# Extract to read
================

"Frankly their halo has slipped below their waistline" was the tart soundbite from Alan Duncan.
It's interesting how the Oxfam PR machine has worked over the past few days. When the story broke there was a trickle of reaction. Oxfam duly posted the standard 'Our reaction to the allegations' on their social media feeds. It was business as usual for the rest of their coms and they carried on with tweets and commentary about local fundraisers, fashion shows and other activities.
However, once the horror of what their leaders had been up to in Haiti sunk in, and the news had been amplified in the media, a torrent of negative reaction followed. Heads rolled and a sacrificial deputy CEO was offered up.
This scandal will hit not just Oxfam but the charity sector in general. Already bruised by Kid's Company's catastrophic collapse just three years ago and the recent aggressive 'begging letter' campaigns, charities now need to do more to improve their trust and standing?
There is no doubt that well run charities do an amazing job. Without them a lot of medical science, care and disaster relief simply would not happen. But just like the Harvey Weinstein affair and the President's Club these scandals have world wide and industry wide repercussions.

================

# Study material
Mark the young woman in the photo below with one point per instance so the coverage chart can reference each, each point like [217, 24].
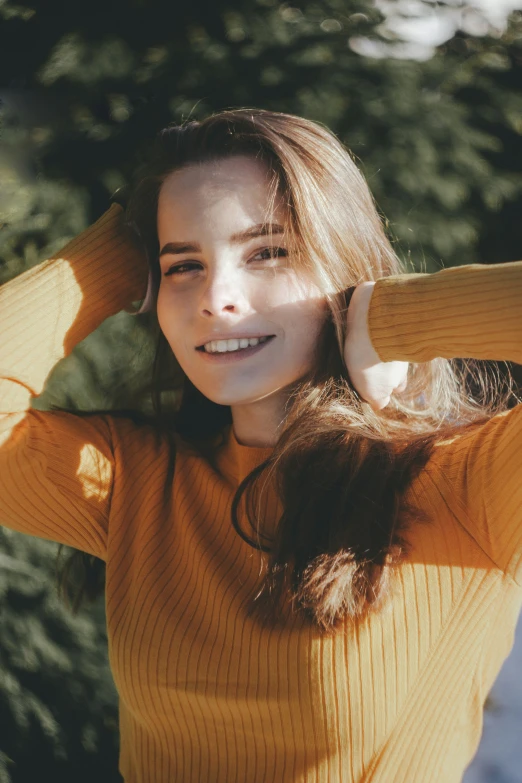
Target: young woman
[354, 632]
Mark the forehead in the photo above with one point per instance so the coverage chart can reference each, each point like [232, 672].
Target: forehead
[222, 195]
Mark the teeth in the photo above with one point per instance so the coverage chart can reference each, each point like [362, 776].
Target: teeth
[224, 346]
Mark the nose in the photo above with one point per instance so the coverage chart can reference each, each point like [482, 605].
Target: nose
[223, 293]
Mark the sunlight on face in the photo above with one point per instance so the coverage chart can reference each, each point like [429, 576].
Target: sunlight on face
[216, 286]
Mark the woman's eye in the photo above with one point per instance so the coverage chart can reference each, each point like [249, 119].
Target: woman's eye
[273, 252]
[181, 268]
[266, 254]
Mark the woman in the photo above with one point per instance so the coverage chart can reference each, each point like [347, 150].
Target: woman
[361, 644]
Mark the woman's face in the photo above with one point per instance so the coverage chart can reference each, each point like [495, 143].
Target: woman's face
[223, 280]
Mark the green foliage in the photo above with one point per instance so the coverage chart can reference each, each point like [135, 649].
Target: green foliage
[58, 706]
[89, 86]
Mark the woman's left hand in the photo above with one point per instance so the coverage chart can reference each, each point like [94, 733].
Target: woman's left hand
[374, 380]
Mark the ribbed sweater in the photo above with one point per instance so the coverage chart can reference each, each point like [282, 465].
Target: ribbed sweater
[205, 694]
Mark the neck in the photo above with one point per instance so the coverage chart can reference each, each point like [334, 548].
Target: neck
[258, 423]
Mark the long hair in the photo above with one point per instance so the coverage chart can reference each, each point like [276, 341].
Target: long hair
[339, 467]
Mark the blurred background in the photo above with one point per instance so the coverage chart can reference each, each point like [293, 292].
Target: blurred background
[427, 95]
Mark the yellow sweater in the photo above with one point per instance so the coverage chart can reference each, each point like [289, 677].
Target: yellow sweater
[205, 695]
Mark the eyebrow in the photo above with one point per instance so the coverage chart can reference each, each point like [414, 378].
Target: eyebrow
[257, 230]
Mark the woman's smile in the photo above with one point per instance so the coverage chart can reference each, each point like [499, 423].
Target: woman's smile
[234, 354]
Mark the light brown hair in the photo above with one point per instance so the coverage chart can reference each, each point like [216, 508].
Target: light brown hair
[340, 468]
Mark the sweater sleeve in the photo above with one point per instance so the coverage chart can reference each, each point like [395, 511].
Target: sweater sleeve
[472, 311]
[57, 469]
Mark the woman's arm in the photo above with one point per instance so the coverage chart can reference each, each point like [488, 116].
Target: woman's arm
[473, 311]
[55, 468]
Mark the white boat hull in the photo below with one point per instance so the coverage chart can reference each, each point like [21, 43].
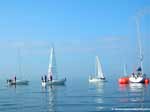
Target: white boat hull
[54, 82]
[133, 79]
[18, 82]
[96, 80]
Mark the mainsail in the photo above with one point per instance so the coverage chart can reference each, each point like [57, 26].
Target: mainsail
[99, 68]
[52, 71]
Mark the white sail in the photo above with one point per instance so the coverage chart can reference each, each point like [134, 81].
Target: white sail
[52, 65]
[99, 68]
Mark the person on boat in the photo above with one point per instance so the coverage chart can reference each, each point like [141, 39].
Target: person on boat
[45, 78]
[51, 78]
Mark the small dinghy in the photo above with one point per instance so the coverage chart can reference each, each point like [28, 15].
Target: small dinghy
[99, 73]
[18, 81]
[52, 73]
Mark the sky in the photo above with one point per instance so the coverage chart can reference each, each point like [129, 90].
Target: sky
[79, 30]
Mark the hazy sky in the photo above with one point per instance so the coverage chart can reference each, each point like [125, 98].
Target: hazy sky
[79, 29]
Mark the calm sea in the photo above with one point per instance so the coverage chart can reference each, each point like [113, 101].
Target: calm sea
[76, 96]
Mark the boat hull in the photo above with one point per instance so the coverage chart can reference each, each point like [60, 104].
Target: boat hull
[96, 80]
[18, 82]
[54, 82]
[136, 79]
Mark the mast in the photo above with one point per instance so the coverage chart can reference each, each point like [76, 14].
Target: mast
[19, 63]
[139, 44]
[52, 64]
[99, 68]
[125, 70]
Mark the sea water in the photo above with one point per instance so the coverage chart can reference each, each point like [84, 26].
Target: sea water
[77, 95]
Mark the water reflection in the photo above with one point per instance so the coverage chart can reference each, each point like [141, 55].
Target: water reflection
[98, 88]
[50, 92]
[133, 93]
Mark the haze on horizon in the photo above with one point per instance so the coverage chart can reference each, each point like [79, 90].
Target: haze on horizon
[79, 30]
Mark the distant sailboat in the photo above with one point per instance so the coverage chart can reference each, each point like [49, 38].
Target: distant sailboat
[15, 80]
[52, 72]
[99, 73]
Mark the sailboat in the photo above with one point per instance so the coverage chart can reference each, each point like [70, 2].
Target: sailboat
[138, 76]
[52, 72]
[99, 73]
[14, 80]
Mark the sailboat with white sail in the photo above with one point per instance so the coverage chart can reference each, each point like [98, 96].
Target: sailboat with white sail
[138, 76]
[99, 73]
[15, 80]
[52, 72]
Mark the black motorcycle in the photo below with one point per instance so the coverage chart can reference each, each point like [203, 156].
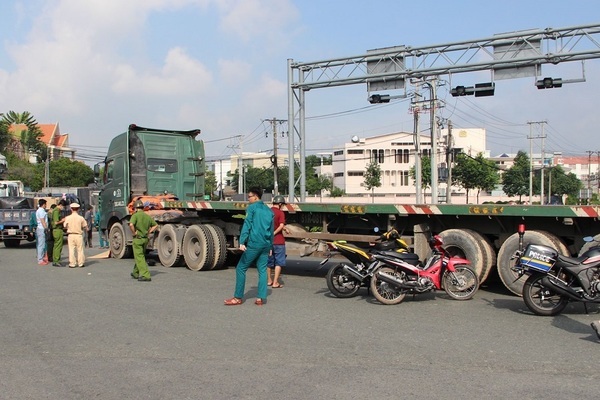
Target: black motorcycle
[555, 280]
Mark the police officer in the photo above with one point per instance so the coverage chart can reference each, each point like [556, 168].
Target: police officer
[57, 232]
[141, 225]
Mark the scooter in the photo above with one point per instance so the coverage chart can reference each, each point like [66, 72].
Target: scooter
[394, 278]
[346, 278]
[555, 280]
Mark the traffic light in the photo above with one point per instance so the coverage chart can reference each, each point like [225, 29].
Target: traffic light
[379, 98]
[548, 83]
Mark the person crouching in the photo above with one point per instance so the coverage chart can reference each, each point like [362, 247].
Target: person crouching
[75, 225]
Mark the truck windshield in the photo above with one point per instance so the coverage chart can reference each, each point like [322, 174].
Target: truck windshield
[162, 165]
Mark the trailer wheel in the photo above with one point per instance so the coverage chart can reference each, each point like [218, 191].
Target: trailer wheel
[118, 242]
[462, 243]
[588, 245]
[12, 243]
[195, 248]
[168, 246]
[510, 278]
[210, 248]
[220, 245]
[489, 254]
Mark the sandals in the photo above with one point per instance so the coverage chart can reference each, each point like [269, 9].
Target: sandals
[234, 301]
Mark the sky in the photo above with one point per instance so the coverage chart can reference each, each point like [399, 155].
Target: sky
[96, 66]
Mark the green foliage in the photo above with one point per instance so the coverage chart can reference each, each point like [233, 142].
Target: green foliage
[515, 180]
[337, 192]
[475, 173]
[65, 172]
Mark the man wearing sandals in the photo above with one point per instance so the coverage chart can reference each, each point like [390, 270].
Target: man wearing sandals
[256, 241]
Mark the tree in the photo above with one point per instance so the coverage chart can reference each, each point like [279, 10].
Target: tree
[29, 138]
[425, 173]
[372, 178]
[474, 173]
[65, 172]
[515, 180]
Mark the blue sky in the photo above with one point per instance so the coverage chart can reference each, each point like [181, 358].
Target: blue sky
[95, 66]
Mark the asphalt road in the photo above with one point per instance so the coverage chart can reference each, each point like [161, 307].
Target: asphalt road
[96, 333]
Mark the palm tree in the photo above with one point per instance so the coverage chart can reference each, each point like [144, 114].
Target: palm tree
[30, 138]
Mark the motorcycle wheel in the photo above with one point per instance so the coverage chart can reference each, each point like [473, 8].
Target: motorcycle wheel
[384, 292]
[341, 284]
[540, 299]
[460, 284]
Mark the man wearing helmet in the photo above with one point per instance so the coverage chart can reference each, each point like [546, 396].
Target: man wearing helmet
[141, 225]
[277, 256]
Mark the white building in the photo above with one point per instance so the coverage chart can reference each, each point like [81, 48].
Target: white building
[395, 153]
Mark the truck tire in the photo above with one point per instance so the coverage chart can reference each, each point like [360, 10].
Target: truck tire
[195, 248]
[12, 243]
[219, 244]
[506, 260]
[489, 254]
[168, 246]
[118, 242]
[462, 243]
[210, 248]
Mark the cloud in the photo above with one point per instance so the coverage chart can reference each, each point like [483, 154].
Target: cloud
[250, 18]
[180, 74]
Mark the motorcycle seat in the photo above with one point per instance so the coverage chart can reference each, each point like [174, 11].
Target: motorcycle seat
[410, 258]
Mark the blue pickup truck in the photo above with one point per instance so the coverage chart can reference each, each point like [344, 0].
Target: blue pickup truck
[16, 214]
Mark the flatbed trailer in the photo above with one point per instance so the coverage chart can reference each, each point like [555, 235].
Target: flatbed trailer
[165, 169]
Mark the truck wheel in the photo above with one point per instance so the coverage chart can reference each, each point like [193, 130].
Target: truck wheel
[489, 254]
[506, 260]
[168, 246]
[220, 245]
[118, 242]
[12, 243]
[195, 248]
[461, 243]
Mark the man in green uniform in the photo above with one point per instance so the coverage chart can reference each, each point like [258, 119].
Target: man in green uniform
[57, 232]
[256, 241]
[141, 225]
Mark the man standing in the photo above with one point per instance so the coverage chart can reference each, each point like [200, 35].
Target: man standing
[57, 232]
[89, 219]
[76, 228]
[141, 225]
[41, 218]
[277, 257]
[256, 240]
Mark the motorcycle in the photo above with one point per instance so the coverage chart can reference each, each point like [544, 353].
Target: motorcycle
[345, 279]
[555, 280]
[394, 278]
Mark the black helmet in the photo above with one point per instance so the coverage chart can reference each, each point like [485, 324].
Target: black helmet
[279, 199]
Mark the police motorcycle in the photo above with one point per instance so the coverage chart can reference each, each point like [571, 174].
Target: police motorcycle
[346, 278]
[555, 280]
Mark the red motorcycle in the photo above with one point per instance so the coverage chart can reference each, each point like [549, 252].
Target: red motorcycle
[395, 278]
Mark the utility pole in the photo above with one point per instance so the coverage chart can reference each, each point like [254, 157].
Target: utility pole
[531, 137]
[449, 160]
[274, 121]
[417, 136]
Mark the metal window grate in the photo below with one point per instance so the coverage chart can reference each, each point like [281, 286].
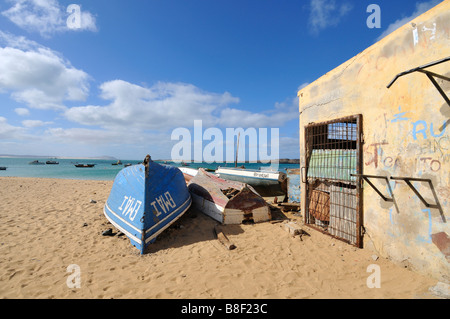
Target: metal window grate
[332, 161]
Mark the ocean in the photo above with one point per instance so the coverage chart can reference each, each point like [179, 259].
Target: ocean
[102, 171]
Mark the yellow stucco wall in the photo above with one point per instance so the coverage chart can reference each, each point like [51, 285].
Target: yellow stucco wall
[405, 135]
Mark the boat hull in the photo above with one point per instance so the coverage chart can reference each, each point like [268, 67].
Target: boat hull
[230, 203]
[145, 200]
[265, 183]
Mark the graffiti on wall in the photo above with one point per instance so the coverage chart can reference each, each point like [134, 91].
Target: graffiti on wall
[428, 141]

================

Render into French this sentence from the commentary on the Oxfam scandal: "There is no doubt that well run charities do an amazing job."

Il ne fait aucun doute que les organisations caritatives bien gérées accomplissent un travail remarquable.